**Coordinate annotation entries**

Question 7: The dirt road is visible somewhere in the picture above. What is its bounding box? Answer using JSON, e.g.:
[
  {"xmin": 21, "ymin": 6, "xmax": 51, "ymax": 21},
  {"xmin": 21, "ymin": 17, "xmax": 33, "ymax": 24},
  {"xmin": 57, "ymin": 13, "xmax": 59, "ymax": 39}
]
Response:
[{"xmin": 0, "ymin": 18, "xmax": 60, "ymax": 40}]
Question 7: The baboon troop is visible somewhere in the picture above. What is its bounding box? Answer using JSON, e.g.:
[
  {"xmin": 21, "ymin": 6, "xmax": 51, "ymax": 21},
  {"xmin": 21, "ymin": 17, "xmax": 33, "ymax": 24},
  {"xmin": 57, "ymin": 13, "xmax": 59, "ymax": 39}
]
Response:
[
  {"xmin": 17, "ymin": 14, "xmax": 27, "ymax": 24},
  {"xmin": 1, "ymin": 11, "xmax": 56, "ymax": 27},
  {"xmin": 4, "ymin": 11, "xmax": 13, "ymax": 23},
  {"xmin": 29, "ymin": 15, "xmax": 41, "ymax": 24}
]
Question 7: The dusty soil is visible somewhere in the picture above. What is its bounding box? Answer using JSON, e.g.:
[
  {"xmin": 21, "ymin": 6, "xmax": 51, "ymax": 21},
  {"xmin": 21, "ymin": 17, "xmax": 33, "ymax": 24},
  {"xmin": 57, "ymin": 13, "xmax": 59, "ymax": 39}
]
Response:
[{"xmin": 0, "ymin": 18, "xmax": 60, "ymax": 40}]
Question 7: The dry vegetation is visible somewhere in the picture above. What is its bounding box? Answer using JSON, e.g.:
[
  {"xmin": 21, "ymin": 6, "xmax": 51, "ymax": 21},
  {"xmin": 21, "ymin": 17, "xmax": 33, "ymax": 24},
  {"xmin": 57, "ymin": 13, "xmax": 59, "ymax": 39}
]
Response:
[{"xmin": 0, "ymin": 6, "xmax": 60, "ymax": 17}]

**SHORT EXERCISE**
Rewrite every row above as a numbered list, skipping any blank lines.

**COMPLETE RESPONSE**
1. Question 7: The dirt road is visible somewhere in the picture above. What is its bounding box? Answer using JSON, e.g.:
2. [
3.   {"xmin": 21, "ymin": 6, "xmax": 51, "ymax": 21},
4.   {"xmin": 21, "ymin": 17, "xmax": 33, "ymax": 24},
5.   {"xmin": 57, "ymin": 13, "xmax": 59, "ymax": 39}
6. ]
7. Response:
8. [{"xmin": 0, "ymin": 18, "xmax": 60, "ymax": 40}]
9. Question 7: The baboon troop is visible somewhere in the picture above. What is its bounding box? Answer using JSON, e.g.:
10. [
11.   {"xmin": 21, "ymin": 6, "xmax": 51, "ymax": 21},
12.   {"xmin": 21, "ymin": 17, "xmax": 33, "ymax": 24},
13.   {"xmin": 57, "ymin": 13, "xmax": 59, "ymax": 39}
14. ]
15. Response:
16. [
17.   {"xmin": 17, "ymin": 14, "xmax": 27, "ymax": 24},
18.   {"xmin": 1, "ymin": 11, "xmax": 56, "ymax": 27},
19.   {"xmin": 4, "ymin": 11, "xmax": 13, "ymax": 23},
20.   {"xmin": 29, "ymin": 15, "xmax": 41, "ymax": 24}
21. ]
22. Question 7: The dusty soil is visible somewhere in the picture above. What is its bounding box? Answer using JSON, e.g.:
23. [
24.   {"xmin": 21, "ymin": 6, "xmax": 51, "ymax": 21},
25.   {"xmin": 21, "ymin": 17, "xmax": 33, "ymax": 24},
26.   {"xmin": 57, "ymin": 13, "xmax": 59, "ymax": 39}
27. ]
28. Response:
29. [{"xmin": 0, "ymin": 18, "xmax": 60, "ymax": 40}]
30. Question 7: The dry vegetation is visible somewhere in the picture above. What is its bounding box? Answer using JSON, e.g.:
31. [
32.   {"xmin": 21, "ymin": 6, "xmax": 51, "ymax": 21},
33.   {"xmin": 21, "ymin": 17, "xmax": 33, "ymax": 24},
34.   {"xmin": 57, "ymin": 13, "xmax": 59, "ymax": 39}
35. ]
36. Response:
37. [{"xmin": 0, "ymin": 6, "xmax": 60, "ymax": 17}]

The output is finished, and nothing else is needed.